(Some records)
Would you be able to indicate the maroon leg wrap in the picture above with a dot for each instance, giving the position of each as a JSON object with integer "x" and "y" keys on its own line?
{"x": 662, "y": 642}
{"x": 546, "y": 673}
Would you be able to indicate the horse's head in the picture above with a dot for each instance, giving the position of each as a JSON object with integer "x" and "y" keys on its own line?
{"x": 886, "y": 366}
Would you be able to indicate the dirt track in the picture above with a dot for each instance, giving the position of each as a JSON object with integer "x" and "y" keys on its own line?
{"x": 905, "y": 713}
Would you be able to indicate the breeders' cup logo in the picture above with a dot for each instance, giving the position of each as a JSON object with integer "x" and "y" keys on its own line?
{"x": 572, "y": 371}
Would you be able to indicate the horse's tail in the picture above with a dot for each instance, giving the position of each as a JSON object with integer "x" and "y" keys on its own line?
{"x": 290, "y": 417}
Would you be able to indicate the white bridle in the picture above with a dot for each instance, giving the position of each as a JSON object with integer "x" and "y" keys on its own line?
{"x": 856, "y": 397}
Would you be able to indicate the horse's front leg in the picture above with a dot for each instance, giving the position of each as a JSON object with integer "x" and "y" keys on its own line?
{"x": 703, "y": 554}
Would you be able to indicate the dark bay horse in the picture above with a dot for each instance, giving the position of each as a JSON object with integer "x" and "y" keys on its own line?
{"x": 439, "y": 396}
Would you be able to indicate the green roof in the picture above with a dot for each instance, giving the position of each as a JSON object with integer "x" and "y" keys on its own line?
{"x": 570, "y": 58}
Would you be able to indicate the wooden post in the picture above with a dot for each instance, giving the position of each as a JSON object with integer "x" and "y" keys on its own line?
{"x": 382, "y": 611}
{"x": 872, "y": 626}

---

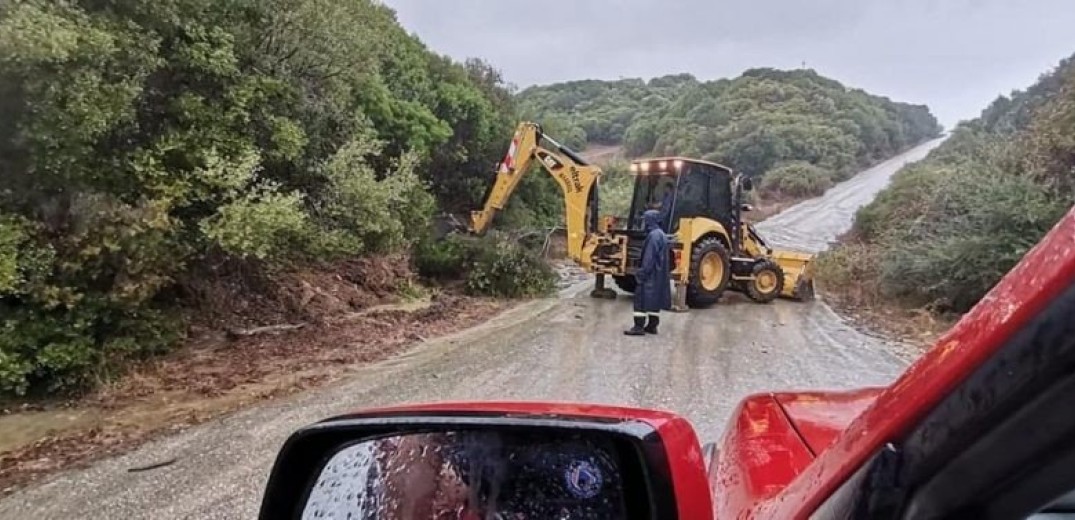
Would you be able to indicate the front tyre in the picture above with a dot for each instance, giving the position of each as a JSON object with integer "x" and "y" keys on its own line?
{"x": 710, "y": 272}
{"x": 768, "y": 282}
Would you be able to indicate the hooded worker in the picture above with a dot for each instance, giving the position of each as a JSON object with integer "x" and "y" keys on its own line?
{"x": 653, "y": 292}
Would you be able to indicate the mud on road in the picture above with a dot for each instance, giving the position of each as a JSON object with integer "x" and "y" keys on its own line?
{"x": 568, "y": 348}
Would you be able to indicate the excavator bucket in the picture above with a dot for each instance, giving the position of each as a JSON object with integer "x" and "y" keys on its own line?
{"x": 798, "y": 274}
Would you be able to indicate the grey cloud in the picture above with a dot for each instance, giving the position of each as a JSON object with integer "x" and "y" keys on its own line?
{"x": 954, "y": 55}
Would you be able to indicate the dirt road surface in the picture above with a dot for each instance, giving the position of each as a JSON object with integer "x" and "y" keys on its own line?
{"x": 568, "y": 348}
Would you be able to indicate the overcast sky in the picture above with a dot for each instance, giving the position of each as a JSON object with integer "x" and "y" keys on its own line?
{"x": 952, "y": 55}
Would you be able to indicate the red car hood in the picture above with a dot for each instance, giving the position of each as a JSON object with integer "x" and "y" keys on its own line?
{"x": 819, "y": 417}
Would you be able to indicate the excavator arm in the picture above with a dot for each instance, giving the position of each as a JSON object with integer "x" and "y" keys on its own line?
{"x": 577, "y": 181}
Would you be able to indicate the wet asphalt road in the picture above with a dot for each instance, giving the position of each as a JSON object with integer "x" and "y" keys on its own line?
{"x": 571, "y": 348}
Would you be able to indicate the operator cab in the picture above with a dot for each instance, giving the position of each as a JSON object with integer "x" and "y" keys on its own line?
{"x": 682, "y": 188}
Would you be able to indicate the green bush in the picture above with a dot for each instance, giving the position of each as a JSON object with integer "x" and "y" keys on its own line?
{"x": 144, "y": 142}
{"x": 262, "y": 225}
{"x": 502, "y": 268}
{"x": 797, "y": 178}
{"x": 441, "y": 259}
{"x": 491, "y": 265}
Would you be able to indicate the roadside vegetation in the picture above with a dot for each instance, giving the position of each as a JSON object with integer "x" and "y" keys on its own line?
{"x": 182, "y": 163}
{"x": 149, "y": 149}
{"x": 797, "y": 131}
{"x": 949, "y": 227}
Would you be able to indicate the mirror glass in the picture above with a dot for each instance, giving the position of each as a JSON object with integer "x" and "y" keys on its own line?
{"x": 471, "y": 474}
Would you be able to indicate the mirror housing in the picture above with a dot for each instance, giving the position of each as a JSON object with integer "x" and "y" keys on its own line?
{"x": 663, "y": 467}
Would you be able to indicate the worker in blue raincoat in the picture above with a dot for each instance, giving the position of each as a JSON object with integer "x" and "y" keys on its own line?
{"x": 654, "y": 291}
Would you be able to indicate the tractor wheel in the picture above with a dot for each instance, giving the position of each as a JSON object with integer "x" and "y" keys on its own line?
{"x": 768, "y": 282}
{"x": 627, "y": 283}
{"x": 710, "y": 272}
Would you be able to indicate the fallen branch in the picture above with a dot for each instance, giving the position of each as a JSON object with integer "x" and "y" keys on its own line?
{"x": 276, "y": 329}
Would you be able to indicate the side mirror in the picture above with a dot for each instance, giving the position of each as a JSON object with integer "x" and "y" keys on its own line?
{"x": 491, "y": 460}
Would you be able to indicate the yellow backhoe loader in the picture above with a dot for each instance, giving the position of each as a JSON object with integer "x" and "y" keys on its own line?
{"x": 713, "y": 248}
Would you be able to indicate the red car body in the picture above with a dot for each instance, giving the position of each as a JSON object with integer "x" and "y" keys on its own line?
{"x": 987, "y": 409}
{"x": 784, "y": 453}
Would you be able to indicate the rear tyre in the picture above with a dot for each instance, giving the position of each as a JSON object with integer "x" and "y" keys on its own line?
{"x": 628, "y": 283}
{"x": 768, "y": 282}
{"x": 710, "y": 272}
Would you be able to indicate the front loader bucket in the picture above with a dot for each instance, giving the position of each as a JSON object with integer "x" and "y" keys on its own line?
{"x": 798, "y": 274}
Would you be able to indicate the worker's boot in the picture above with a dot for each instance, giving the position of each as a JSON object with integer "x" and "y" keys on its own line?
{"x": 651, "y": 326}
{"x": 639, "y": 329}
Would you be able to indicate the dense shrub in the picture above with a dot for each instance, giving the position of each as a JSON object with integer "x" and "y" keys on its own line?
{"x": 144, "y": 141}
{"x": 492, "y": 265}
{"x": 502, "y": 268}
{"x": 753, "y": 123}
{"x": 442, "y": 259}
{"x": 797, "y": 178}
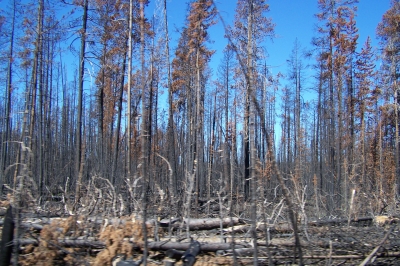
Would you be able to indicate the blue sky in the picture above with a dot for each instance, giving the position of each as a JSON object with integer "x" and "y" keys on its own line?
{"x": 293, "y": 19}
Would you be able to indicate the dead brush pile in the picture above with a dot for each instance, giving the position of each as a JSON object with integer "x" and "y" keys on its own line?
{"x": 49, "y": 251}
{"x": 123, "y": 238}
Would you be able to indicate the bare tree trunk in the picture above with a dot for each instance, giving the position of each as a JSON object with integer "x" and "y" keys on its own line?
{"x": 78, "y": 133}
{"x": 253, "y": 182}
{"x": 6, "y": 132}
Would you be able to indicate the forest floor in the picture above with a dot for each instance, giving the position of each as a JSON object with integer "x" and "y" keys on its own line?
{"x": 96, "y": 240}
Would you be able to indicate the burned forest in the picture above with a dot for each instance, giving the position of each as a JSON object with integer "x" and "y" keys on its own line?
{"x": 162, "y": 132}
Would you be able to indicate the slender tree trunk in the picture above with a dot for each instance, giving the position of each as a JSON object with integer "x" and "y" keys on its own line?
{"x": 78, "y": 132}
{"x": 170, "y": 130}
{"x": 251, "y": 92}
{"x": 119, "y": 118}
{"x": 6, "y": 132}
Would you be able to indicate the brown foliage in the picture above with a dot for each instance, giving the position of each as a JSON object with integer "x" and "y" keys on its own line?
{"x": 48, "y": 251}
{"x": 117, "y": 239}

---

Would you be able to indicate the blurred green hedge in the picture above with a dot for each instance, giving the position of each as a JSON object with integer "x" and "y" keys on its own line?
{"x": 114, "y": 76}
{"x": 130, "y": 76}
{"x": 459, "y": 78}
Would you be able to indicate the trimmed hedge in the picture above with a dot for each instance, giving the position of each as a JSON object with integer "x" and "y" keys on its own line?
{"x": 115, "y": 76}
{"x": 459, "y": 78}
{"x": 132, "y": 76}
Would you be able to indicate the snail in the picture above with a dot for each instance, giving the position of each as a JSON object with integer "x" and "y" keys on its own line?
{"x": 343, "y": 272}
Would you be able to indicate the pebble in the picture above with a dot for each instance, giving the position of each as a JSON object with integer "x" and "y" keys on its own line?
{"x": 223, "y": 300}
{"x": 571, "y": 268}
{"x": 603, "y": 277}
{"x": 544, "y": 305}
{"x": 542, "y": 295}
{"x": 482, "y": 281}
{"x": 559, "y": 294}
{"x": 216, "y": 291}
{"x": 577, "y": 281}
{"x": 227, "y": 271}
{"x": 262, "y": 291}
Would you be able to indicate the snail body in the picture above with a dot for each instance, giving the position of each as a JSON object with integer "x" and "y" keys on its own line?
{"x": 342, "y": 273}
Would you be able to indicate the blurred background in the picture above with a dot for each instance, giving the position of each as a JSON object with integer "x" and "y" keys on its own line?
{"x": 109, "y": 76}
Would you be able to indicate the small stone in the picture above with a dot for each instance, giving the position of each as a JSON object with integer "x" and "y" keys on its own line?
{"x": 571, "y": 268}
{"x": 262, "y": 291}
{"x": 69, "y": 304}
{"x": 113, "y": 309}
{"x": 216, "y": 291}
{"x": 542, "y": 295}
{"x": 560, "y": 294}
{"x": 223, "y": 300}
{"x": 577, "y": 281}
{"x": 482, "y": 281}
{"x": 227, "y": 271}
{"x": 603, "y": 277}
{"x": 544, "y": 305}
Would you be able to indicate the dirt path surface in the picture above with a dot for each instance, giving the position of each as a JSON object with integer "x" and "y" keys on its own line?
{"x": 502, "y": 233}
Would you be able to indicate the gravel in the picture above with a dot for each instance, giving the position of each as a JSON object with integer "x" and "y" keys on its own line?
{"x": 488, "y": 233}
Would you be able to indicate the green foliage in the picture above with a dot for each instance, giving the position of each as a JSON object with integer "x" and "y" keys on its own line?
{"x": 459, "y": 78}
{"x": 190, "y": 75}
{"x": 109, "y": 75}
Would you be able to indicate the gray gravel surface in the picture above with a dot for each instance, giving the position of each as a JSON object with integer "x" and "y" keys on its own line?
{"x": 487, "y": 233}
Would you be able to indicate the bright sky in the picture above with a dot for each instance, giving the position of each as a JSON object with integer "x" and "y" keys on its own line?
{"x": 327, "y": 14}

:: GIVEN PROBLEM ::
Copy out only the lines of the material above that contain the word "cloud", treating capital and lowercase letters as different.

:: RESPONSE ::
Would you be able to indicate the grey cloud in the picture above with a dot for each instance, giving the position of each as a JSON object with integer "x" and "y" keys on its own line?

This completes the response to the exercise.